**WHAT IS BEING ASKED**
Write out the data again from the line with "picture frame shown in this photo." through the last line of the data, both included, with the requests kept. Add 59 to every number in the point coordinates.

[Dataset entries]
· · ·
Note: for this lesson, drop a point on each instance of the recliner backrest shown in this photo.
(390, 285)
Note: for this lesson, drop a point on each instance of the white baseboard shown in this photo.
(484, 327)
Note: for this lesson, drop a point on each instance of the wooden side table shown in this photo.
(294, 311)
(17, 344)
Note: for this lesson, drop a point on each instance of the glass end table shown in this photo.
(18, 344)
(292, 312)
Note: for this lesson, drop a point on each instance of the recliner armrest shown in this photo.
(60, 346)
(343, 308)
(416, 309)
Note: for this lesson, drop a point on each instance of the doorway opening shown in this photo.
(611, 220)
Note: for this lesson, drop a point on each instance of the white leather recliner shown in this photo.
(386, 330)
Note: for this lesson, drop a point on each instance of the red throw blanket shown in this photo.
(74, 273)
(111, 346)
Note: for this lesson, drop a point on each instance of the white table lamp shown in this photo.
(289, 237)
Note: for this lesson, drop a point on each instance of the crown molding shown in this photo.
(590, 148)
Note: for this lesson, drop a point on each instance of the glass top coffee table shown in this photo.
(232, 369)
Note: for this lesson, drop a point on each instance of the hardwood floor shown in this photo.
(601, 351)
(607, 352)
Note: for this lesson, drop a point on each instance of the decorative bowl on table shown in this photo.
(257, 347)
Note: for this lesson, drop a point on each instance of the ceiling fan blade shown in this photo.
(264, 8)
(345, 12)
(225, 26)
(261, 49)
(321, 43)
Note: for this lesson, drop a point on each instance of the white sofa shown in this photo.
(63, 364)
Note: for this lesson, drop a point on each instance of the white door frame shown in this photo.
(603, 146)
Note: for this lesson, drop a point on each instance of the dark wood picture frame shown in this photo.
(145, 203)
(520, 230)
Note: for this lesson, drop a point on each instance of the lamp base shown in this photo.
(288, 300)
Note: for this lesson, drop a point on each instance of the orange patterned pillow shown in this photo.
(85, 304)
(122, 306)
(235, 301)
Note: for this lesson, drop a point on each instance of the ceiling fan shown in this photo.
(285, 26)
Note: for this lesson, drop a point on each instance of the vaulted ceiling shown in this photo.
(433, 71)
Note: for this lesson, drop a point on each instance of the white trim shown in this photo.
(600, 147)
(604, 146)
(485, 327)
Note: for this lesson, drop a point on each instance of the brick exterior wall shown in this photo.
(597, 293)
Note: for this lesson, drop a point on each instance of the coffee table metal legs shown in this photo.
· · ·
**ANSWER TO THE EXERCISE**
Note: for this lesson, drop a point on each instance of the dark wood picture frame shown in this photo.
(204, 262)
(579, 289)
Note: for this lesson, drop a point on each instance of the lamp base shown in this photo.
(347, 359)
Note: for this lesson, drop a point on each instance of the orange patterned pillow shown in this photo.
(144, 363)
(181, 365)
(294, 360)
Note: for this lesson, drop a point on each instance of the ceiling fan shown in this photo.
(344, 85)
Note: for this lesson, drop a point on each instance of the vaulted ceiling shown in this photo.
(492, 130)
Note: for this lesson, drop a point on each instance of the white trim shown in this photo.
(659, 206)
(663, 205)
(544, 386)
Note: for this lesson, drop a point on each instance of the brick exterior wall shown in this photo.
(656, 352)
Note: for this lesson, drop a point on each instance of the coffee table metal legs shown in this photo.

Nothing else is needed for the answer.